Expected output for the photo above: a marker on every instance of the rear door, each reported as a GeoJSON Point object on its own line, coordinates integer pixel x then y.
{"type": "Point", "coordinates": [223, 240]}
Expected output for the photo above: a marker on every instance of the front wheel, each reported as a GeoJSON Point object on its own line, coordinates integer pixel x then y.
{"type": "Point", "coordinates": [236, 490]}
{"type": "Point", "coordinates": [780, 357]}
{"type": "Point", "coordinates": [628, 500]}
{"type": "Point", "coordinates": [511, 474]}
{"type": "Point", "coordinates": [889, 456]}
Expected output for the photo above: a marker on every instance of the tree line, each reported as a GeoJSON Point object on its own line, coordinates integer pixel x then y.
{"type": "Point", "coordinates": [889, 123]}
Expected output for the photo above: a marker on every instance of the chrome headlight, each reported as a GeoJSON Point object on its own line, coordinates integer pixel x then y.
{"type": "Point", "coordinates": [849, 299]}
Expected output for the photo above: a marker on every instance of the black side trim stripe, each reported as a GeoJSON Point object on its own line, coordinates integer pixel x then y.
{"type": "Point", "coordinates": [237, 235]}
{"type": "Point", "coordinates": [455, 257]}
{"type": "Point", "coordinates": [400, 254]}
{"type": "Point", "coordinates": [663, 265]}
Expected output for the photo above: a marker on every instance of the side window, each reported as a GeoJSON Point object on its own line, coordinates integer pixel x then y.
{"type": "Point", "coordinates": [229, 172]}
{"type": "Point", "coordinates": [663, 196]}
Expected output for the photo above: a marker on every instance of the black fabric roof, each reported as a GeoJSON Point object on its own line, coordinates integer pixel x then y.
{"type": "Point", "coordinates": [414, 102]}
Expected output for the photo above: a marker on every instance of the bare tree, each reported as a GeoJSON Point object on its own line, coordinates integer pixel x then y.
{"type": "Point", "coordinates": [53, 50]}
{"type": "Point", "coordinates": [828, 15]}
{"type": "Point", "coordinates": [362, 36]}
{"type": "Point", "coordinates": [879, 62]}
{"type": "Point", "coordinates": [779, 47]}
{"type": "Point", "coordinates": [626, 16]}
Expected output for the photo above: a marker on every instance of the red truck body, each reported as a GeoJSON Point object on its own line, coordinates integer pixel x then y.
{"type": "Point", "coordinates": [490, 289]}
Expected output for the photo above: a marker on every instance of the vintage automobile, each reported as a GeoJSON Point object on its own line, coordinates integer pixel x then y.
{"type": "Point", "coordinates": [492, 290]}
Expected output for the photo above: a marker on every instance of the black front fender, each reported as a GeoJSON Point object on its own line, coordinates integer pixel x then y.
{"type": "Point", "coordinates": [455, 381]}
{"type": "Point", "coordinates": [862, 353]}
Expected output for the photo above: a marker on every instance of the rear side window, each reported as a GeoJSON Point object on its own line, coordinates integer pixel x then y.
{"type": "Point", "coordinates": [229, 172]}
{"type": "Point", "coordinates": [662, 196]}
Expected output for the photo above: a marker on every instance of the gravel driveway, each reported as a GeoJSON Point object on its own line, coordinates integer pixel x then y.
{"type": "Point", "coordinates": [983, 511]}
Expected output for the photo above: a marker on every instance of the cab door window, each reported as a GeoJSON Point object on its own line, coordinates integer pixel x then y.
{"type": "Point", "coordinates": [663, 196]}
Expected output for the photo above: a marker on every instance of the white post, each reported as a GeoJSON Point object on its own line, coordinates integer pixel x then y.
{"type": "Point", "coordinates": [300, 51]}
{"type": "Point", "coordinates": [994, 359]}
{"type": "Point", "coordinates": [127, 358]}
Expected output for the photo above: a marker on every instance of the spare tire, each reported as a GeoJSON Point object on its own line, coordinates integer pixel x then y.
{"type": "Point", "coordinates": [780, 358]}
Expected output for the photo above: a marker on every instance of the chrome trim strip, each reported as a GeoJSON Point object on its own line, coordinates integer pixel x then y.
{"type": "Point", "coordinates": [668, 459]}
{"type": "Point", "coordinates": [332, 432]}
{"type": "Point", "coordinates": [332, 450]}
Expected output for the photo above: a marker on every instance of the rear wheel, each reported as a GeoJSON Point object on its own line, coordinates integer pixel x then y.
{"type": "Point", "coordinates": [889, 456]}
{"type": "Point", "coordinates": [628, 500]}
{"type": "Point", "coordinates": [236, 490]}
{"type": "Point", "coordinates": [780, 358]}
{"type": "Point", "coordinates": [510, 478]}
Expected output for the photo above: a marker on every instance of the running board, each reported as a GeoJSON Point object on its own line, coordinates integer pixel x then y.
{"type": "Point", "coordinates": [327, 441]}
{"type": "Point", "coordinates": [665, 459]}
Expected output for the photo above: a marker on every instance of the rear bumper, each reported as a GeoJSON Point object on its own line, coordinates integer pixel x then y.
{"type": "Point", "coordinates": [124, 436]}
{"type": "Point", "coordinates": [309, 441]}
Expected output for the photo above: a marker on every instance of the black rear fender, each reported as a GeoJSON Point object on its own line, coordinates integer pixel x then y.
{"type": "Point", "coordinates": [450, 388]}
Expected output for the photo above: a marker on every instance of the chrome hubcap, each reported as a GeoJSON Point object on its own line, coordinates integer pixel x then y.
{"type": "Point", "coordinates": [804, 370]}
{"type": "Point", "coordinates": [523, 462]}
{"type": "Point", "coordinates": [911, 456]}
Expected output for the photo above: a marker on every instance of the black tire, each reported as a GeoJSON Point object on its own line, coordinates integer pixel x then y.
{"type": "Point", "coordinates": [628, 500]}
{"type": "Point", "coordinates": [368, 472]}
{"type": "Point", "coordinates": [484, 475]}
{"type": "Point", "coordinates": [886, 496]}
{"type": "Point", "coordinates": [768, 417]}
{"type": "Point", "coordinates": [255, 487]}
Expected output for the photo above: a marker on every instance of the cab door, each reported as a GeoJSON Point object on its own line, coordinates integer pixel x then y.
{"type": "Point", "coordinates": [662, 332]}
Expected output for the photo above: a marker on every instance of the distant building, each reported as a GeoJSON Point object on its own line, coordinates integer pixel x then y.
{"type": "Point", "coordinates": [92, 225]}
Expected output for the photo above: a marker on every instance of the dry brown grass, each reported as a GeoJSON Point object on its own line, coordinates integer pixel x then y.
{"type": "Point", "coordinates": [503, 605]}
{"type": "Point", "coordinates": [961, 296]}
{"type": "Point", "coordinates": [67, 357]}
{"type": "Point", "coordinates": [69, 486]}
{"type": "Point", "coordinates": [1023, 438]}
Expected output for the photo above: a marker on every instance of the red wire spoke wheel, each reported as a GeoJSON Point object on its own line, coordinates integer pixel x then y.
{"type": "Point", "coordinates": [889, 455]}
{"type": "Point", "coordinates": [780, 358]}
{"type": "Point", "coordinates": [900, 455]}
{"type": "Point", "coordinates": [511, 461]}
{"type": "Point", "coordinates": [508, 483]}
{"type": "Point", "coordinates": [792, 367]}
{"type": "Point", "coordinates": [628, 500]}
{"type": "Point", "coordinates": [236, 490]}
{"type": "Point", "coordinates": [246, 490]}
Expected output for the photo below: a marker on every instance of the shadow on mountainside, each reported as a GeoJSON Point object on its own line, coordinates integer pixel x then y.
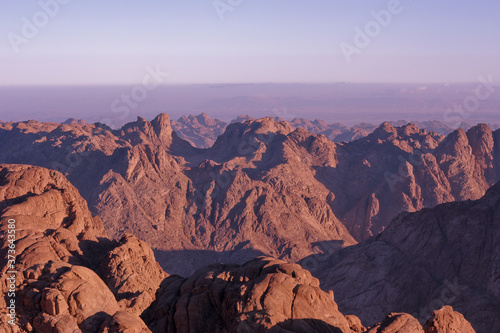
{"type": "Point", "coordinates": [186, 262]}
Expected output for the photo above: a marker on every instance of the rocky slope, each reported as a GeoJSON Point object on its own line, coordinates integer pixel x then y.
{"type": "Point", "coordinates": [262, 188]}
{"type": "Point", "coordinates": [64, 262]}
{"type": "Point", "coordinates": [446, 255]}
{"type": "Point", "coordinates": [69, 277]}
{"type": "Point", "coordinates": [201, 131]}
{"type": "Point", "coordinates": [269, 295]}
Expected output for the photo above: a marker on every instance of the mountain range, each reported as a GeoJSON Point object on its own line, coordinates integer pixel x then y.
{"type": "Point", "coordinates": [73, 278]}
{"type": "Point", "coordinates": [263, 188]}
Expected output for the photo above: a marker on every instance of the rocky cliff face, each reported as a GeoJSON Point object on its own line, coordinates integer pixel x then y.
{"type": "Point", "coordinates": [60, 251]}
{"type": "Point", "coordinates": [264, 187]}
{"type": "Point", "coordinates": [201, 131]}
{"type": "Point", "coordinates": [269, 295]}
{"type": "Point", "coordinates": [422, 261]}
{"type": "Point", "coordinates": [69, 277]}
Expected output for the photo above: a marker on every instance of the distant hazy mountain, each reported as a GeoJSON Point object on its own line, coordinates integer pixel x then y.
{"type": "Point", "coordinates": [262, 188]}
{"type": "Point", "coordinates": [202, 131]}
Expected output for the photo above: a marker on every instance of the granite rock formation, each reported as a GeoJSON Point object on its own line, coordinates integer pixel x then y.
{"type": "Point", "coordinates": [447, 255]}
{"type": "Point", "coordinates": [57, 252]}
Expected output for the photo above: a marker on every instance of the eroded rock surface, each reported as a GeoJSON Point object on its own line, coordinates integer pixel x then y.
{"type": "Point", "coordinates": [58, 248]}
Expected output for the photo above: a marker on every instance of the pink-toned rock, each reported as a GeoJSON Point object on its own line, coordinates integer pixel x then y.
{"type": "Point", "coordinates": [397, 323]}
{"type": "Point", "coordinates": [445, 320]}
{"type": "Point", "coordinates": [263, 294]}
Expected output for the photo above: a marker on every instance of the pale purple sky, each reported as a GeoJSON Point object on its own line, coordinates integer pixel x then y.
{"type": "Point", "coordinates": [113, 42]}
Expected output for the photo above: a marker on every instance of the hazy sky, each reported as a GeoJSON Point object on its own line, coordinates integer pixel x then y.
{"type": "Point", "coordinates": [114, 41]}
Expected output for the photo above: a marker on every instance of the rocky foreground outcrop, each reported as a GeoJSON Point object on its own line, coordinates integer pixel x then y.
{"type": "Point", "coordinates": [269, 295]}
{"type": "Point", "coordinates": [448, 255]}
{"type": "Point", "coordinates": [263, 188]}
{"type": "Point", "coordinates": [68, 276]}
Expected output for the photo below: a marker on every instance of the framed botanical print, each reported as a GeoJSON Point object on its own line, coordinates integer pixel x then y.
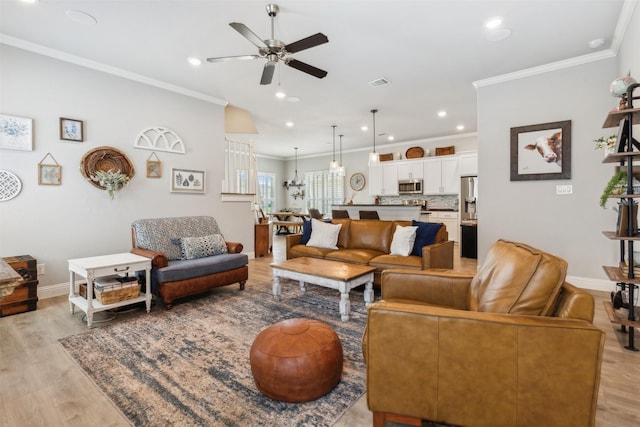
{"type": "Point", "coordinates": [71, 129]}
{"type": "Point", "coordinates": [16, 133]}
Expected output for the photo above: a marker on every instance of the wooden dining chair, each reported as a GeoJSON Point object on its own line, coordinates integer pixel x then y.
{"type": "Point", "coordinates": [315, 213]}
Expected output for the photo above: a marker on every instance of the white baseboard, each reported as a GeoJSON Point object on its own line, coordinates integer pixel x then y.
{"type": "Point", "coordinates": [591, 284]}
{"type": "Point", "coordinates": [50, 291]}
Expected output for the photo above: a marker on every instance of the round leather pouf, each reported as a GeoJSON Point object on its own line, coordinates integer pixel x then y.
{"type": "Point", "coordinates": [296, 360]}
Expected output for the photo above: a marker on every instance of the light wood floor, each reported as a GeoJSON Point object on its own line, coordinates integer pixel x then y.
{"type": "Point", "coordinates": [41, 386]}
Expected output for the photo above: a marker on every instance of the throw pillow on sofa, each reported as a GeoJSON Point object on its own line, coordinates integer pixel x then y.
{"type": "Point", "coordinates": [306, 231]}
{"type": "Point", "coordinates": [425, 235]}
{"type": "Point", "coordinates": [403, 240]}
{"type": "Point", "coordinates": [324, 235]}
{"type": "Point", "coordinates": [200, 247]}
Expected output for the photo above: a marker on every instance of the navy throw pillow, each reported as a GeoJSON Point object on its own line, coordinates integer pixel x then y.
{"type": "Point", "coordinates": [425, 235]}
{"type": "Point", "coordinates": [306, 231]}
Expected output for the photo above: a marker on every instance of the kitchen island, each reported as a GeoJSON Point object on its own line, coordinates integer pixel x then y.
{"type": "Point", "coordinates": [386, 212]}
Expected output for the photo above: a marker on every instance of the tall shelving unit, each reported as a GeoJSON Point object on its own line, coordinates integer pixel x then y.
{"type": "Point", "coordinates": [628, 151]}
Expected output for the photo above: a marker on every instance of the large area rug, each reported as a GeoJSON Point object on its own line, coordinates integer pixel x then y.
{"type": "Point", "coordinates": [189, 366]}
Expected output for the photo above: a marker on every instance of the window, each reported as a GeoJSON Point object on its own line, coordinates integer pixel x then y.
{"type": "Point", "coordinates": [323, 189]}
{"type": "Point", "coordinates": [266, 186]}
{"type": "Point", "coordinates": [240, 168]}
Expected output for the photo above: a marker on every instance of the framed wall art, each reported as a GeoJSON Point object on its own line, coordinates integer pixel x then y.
{"type": "Point", "coordinates": [541, 152]}
{"type": "Point", "coordinates": [187, 181]}
{"type": "Point", "coordinates": [71, 130]}
{"type": "Point", "coordinates": [49, 173]}
{"type": "Point", "coordinates": [16, 133]}
{"type": "Point", "coordinates": [154, 167]}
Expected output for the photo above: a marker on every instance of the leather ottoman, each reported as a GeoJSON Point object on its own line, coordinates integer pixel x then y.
{"type": "Point", "coordinates": [296, 360]}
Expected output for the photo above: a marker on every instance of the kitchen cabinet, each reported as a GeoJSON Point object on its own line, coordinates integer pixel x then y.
{"type": "Point", "coordinates": [411, 169]}
{"type": "Point", "coordinates": [450, 219]}
{"type": "Point", "coordinates": [468, 164]}
{"type": "Point", "coordinates": [441, 176]}
{"type": "Point", "coordinates": [383, 180]}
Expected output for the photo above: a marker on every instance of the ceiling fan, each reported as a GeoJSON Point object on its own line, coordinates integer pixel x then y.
{"type": "Point", "coordinates": [274, 50]}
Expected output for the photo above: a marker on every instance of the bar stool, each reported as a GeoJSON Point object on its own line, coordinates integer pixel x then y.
{"type": "Point", "coordinates": [369, 215]}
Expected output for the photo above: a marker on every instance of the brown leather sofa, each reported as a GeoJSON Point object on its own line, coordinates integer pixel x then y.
{"type": "Point", "coordinates": [368, 242]}
{"type": "Point", "coordinates": [513, 345]}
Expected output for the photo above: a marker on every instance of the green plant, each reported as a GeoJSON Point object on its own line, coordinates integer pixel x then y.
{"type": "Point", "coordinates": [612, 187]}
{"type": "Point", "coordinates": [608, 142]}
{"type": "Point", "coordinates": [110, 180]}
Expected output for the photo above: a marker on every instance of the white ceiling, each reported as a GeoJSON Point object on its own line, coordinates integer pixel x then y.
{"type": "Point", "coordinates": [431, 51]}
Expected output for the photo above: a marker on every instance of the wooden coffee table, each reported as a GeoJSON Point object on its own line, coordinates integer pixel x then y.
{"type": "Point", "coordinates": [330, 274]}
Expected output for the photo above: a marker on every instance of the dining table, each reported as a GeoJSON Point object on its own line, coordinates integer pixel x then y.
{"type": "Point", "coordinates": [285, 220]}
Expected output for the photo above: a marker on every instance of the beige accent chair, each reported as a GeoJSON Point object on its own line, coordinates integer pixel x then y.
{"type": "Point", "coordinates": [513, 345]}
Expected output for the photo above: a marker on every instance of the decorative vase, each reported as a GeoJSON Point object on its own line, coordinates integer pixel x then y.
{"type": "Point", "coordinates": [622, 229]}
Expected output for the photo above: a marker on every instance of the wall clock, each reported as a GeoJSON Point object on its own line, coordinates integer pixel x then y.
{"type": "Point", "coordinates": [357, 181]}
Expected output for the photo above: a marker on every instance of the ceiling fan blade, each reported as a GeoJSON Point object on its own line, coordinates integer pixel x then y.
{"type": "Point", "coordinates": [232, 58]}
{"type": "Point", "coordinates": [306, 43]}
{"type": "Point", "coordinates": [306, 68]}
{"type": "Point", "coordinates": [248, 34]}
{"type": "Point", "coordinates": [267, 73]}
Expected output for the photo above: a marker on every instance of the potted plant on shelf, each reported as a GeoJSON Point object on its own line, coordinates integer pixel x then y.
{"type": "Point", "coordinates": [615, 186]}
{"type": "Point", "coordinates": [110, 180]}
{"type": "Point", "coordinates": [608, 144]}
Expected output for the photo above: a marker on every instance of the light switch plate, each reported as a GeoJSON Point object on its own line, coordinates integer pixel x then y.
{"type": "Point", "coordinates": [564, 189]}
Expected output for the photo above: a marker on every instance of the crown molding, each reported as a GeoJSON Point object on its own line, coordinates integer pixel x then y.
{"type": "Point", "coordinates": [558, 65]}
{"type": "Point", "coordinates": [87, 63]}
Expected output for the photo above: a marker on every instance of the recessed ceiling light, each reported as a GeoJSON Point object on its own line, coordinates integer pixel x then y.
{"type": "Point", "coordinates": [196, 62]}
{"type": "Point", "coordinates": [493, 23]}
{"type": "Point", "coordinates": [81, 17]}
{"type": "Point", "coordinates": [498, 35]}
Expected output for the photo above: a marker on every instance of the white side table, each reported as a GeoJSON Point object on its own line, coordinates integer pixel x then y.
{"type": "Point", "coordinates": [106, 265]}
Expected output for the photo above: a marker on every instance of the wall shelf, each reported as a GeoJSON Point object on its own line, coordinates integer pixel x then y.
{"type": "Point", "coordinates": [628, 150]}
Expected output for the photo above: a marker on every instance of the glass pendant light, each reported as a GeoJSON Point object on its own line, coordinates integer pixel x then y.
{"type": "Point", "coordinates": [374, 158]}
{"type": "Point", "coordinates": [333, 165]}
{"type": "Point", "coordinates": [341, 169]}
..........
**What the task asks**
Rewrite the lines starting at the one containing "the white side" and ending at the last line, replacing "wall shelf" with "floating shelf" and leaving everything else unchanged.

**Answer to this problem**
Expected output for the photo above: a marker on every instance of the white side table, each reported as a GeoJSON Point object on its own line, coordinates integer pixel x then y.
{"type": "Point", "coordinates": [106, 265]}
Expected output for the photo above: a marker on every instance of the floating shelf, each reported as a GeoJSON Point object on its own line, coordinates integer pixel x then y.
{"type": "Point", "coordinates": [628, 150]}
Expected output for the photo above: a marker on every instance of the glass pendant light, each reported as a GeoJSON Point object on its own line, coordinates integer pixel x then y.
{"type": "Point", "coordinates": [374, 158]}
{"type": "Point", "coordinates": [333, 165]}
{"type": "Point", "coordinates": [341, 169]}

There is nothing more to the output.